Фрагмент текста ->
══════════
В свою очередь всё материальное состояние умершего раздавалось народу. По этому обычаю четыре тысячи лошадей, золото и серебро Кюль-тегина были розданы народу. Материальное же благосостояние  семьи и близких умершего зависело от покровительства верховного божества Тенгри. Наконец, в честь умершего человека устраивались поминальные асы.

Как видно из содержания текстов, завершается погребальный ритуал возведением поминального (по другой терминологии) ритуального комплекса для увековечивания славных дел и подвигов каганов и тегинов: Надгробное здание, резные (фигуры?) и камень с надписью в честь его – мы всё (это) освятили в год Обезьяны, в седьмой месяц, в двадцать седьмой день  [3,  44].  В текстах наблюдается обязательное упоминание тех, кто возводил эти комплексы - у разных переводчиков они именуются как чиновники (П.М.Мелиоранский), мастера, резчики по камню, каменотёсы.

Комплексы, по мнению археологов и историков, включают целый ряд материальных артефактов. Сооружался храм, внутри него высекалась каменная скульптура кагана и его жены. На внутренних стенах храмов выбивались сюжеты из военных подвигов или растительный орнамент, за храмом обычно рядами располагались скульптурные изваяния людей и животных. Главным атрибутом священных комплексов была четырехгранная стела (с надписями на древних языках), установленная на спине каменной черепахи, символизирующей вечность и мудрость. За воротами утрамбованной платформы на многие километры тянулись вереницы балбалов с головным балбалом во главе [4,  116; 214; 274].
══════════
Исходные записи ->

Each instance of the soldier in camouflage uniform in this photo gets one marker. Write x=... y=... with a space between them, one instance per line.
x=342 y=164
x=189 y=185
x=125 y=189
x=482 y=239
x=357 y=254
══════════
Вопросы и задания ->
• A. Определите, соответствуют ли фрагменту текста утверждения (i)–(iii). На каждое ответьте «да» или «нет» и приведите точную цитату, которая это решает.
(i) Лошади, золото и серебро Кюль-тегина были розданы народу.
(ii) Четырехгранная стела устанавливалась на спине каменного льва.
(iii) Погребальный ритуал начинается с возведения поминального комплекса.
• B. Пожалуйста, ответьте по фрагменту текста на вопросы:
(i) Сколько лошадей Кюль-тегина было роздано народу?
(ii) В каком году освятили надгробное здание?
(iii) Что символизирует каменная черепаха?

Ответы ->
• A.
(i) Да: «четыре тысячи лошадей, золото и серебро Кюль-тегина были розданы народу».
(ii) Нет: «установленная на спине каменной черепахи».
(iii) Нет: «завершается погребальный ритуал возведением поминального (по другой терминологии) ритуального комплекса».

• B.
(i) Четыре тысячи.
(ii) В год Обезьяны.
(iii) Вечность и мудрость.